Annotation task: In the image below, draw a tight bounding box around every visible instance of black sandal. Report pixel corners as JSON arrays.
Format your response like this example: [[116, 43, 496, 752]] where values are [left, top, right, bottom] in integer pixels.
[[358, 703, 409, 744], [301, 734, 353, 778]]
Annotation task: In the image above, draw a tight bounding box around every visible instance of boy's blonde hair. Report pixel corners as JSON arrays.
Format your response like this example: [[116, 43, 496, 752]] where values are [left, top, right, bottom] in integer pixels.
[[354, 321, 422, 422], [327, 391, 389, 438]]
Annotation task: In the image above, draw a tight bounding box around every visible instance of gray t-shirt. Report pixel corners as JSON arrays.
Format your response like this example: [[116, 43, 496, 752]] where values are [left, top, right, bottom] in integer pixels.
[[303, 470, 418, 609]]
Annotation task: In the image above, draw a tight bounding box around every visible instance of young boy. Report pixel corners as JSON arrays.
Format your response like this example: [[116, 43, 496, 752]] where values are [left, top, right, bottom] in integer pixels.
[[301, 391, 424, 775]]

**Given task**
Please copy all the entries above, requests and format lines included, and add 9 to every bounding box coordinate in the answers. Leave the numbers in the requests and their format samples unchanged.

**Written response**
Annotation task: In the image below, draw a tight bounding box around every visible instance of black sandal. Report pixel corners as JSON arrays.
Format your response like this example: [[116, 43, 496, 752]] where values are [left, top, right, bottom] in integer pixels.
[[367, 712, 418, 753], [310, 743, 362, 787]]
Annotation task: In the image above, draw a tight bounding box around every visible instance of boy's blonde hair. Report pixel corners as JSON arrays.
Format your response like this example: [[116, 43, 496, 752]] where values are [left, top, right, bottom] in integer pixels.
[[363, 330, 431, 431], [336, 400, 398, 447]]
Annotation task: In the image above, draw a tight bounding box around every visible instance of gray t-shirt. Report pixel corners as JSON arrays.
Format your response like this example: [[116, 43, 496, 752]] where values are [left, top, right, bottom] in integer pixels.
[[312, 479, 427, 618]]
Annotation task: In the image above, draw a tight bounding box around every visible instance of young boy. Report pixel corners as JSON arrays.
Format your response like this example: [[116, 43, 496, 752]] where values are [left, top, right, bottom] in integer pixels.
[[310, 400, 433, 784]]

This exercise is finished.